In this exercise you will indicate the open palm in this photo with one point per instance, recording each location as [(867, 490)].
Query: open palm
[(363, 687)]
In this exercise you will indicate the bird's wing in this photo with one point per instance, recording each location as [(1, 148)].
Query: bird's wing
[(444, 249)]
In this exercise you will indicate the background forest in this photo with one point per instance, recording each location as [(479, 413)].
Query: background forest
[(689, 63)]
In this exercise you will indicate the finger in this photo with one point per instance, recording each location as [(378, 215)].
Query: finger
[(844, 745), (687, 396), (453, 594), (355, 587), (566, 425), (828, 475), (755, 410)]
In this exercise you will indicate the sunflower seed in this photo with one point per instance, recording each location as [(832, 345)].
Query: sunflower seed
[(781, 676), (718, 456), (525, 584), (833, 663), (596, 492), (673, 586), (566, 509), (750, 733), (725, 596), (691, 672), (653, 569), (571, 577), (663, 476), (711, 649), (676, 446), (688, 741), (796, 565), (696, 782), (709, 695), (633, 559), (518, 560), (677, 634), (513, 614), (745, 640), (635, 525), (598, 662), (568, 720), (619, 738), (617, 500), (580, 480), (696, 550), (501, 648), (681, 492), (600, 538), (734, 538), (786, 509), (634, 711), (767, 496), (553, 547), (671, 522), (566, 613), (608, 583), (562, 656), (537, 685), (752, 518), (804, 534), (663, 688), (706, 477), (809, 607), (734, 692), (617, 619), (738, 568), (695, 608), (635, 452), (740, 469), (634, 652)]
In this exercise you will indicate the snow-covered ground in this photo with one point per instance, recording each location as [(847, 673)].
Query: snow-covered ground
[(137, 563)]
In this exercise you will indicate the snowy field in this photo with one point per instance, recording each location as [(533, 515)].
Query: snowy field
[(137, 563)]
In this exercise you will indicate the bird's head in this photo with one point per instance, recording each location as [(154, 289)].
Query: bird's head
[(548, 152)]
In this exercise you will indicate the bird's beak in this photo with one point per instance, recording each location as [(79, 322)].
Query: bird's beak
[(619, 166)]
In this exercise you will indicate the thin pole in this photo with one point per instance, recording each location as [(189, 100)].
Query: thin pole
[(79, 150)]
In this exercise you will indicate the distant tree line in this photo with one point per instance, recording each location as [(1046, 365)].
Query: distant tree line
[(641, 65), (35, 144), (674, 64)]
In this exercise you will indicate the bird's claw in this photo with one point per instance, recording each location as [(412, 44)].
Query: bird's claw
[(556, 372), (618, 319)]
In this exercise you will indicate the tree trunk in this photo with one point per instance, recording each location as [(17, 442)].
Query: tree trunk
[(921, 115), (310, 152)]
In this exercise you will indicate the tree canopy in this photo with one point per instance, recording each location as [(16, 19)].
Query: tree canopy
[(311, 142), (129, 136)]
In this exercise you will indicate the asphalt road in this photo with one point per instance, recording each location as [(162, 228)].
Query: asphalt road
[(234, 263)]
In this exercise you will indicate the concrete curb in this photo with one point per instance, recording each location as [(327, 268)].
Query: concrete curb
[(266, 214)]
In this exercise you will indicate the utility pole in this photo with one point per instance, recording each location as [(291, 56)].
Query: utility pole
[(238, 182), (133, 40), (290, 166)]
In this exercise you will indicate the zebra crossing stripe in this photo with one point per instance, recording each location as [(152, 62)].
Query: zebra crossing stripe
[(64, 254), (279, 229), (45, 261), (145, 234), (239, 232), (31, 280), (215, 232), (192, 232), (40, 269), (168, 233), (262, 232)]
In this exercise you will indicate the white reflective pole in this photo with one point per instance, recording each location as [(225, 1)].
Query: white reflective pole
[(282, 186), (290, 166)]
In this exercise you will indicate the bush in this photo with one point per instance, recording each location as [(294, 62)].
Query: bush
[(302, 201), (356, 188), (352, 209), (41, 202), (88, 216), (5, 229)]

● ● ● ● ●

## Goal of the exercise
Send back the whole listing, exactly as written.

## Response area
In this exercise you will indicate the open palm in this photo with one point per instance, recording each location as [(867, 490)].
Query: open palm
[(363, 687)]
In this exercise you will indicate the bird's wing in this photo with one point per instance, recording each location as [(1, 148)].
Query: bird's wing
[(444, 249)]
In this exercise you will indicate the background forest in this photo with one point per instance, recording each location as [(479, 413)].
Query: background forest
[(689, 63)]
In this exercise you will indicate the finger in this photo with one point per instance, recording each location as [(378, 215)].
Query: finger
[(844, 745), (687, 396), (453, 594), (355, 587), (566, 425), (828, 475), (755, 410)]
In this exercise you will indicate the sunflower seed in this photo with one point per instance, recording each location as [(832, 345)].
Query: sunflower seed
[(781, 676), (718, 456), (525, 584), (833, 663), (596, 492), (673, 586), (566, 509), (750, 733), (725, 596), (691, 672), (653, 569), (571, 577), (663, 476), (711, 649), (676, 446), (688, 741), (796, 565), (696, 782), (709, 695), (633, 559), (518, 560), (677, 634), (513, 614), (745, 640), (635, 525), (598, 662), (568, 720), (619, 738), (617, 500), (580, 480), (696, 550), (501, 648), (681, 492), (600, 538), (734, 538), (786, 509), (634, 711), (767, 496), (553, 547), (671, 522), (566, 613), (608, 583), (562, 656), (537, 685), (752, 518), (804, 534), (663, 688), (706, 477), (809, 607), (734, 692), (617, 619), (738, 568), (695, 608), (635, 452), (740, 469), (634, 652)]
In this exercise you will indicate the snow-covered ground in this photo with one point per instance, recording each location as [(847, 673)].
Query: snow-covered ground
[(137, 563)]
In this exercise you will indicate the snowy field in this photo with one point per instance, recording each location as [(533, 515)].
Query: snowy field
[(137, 563)]
In this exercise you will indicate the bird's head in this photo with one point per instance, recording each location as [(154, 289)].
Query: bird's head
[(548, 152)]
In this exercise you will indicate the bird's beak in this photo with one point per instance, recording each location as [(79, 322)].
Query: bird's beak
[(619, 166)]
In this exercise you will indicate the thin pole in this photo with one point per instance, recording each location as [(189, 100)].
Query: thin pole
[(79, 150)]
In this exercise you will indicate the distant tree line in this photo with one point per instance, recording each location as [(1046, 365)].
Query: distant tree line
[(641, 65), (35, 144), (674, 64)]
In this exercise you will indicate the bird's claw in this photo with one point per instance, recording each location as [(412, 44)].
Query: bird's claw
[(556, 372), (618, 319)]
In this exercise you will indicate the tree trunk in this photo with one point per instance, recording each location as [(17, 442)].
Query: tree trunk
[(921, 115), (310, 152)]
In this exercise you will indicate the tree canopy in this photo with one point per instance, recording each location as [(16, 19)].
Query: tree canopy
[(311, 142), (129, 136)]
In this exercise you will indicate the asphalt road in this photo with one point per instance, recording each location as [(162, 228)].
Query: asphalt road
[(234, 263)]
In this exercise you will indicate the concrete curb in this photo with one point per instance, recording each location as [(327, 268)].
Query: concrete curb
[(266, 214)]
In this exercise you will indicate the utility pole in this photo with one point per instance, recording each location as [(291, 56)].
Query: utility pole
[(238, 182), (133, 40), (290, 166)]
In this exercise you will indicate the zebra crossing stripe in this photo with one point per instance, recording each location as [(152, 62)].
Query: zebra crossing stripe
[(64, 254), (279, 229), (45, 261), (145, 234), (239, 232), (31, 280), (215, 232), (192, 232), (40, 269), (168, 233), (262, 232)]
In this exercise you will indicate the white reflective pole in this photo with one point per instance, recording each location as [(225, 1)].
Query: white reflective pole
[(282, 186), (290, 166)]
In this exercise you will indicate the bush in this photo with one point per instance, recording each location as [(294, 62)].
Query: bush
[(302, 201), (356, 188), (352, 209), (41, 202), (88, 216), (5, 229)]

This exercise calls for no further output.